Segment Start: SOURCE PASSAGE

Depression affects approximately three percent of the population, making it one of the most common mental disorders. It is also difficult to treat in some cases. While many people benefit from traditional therapy, it is widely believed that many patients require a boost from an additional type of treatment.
One such additional therapy may come in a surprising form. "Green care" or "care farming" is a new idea being tested to determine whether hands-on work at a farm may hold benefits for those suffering from depression. Therapy in green care revolves around improving mood and outlook through tasks focused on self-efficacy and self-esteem.
Those who participate in green care are given a chance to volunteer on the farm, where new skills are learned and there are interactions with other workers along with the farm animals.
Norwegian researchers recently conducted a study to test the effectiveness of green care in treating depression. The study focused on an animal-assisted intervention over the course of 12 weeks and involved clinically depressed individuals. Included in the research were 27 participants, who were split into a group of 16 receiving green care therapy and 13 who received traditional therapy treatment.
The participants went to one of 11 dairy farms for a period of one and a half to three hours, twice each week, over a three month period. In order to receive the benefits believed to be tied to working with animals, the participants were directed to work in activities that brought them in direct contact with dairy cows. However, participants were free to choose in what form they interacted, such as grooming, feeding or caring for calves or milking.

Segment End: SOURCE PASSAGE

THE PROBLEM
Retype the passage above on green care for depression in full, with every word and punctuation mark unchanged.

Segment Start: EXCERPTED RECORDS

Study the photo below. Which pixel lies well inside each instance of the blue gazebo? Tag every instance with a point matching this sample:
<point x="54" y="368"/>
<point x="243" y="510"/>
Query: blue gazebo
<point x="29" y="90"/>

Segment End: EXCERPTED RECORDS

EXERCISE SOLUTION
Depression affects approximately three percent of the population, making it one of the most common mental disorders. It is also difficult to treat in some cases. While many people benefit from traditional therapy, it is widely believed that many patients require a boost from an additional type of treatment.
One such additional therapy may come in a surprising form. "Green care" or "care farming" is a new idea being tested to determine whether hands-on work at a farm may hold benefits for those suffering from depression. Therapy in green care revolves around improving mood and outlook through tasks focused on self-efficacy and self-esteem.
Those who participate in green care are given a chance to volunteer on the farm, where new skills are learned and there are interactions with other workers along with the farm animals.
Norwegian researchers recently conducted a study to test the effectiveness of green care in treating depression. The study focused on an animal-assisted intervention over the course of 12 weeks and involved clinically depressed individuals. Included in the research were 27 participants, who were split into a group of 16 receiving green care therapy and 13 who received traditional therapy treatment.
The participants went to one of 11 dairy farms for a period of one and a half to three hours, twice each week, over a three month period. In order to receive the benefits believed to be tied to working with animals, the participants were directed to work in activities that brought them in direct contact with dairy cows. However, participants were free to choose in what form they interacted, such as grooming, feeding or caring for calves or milking.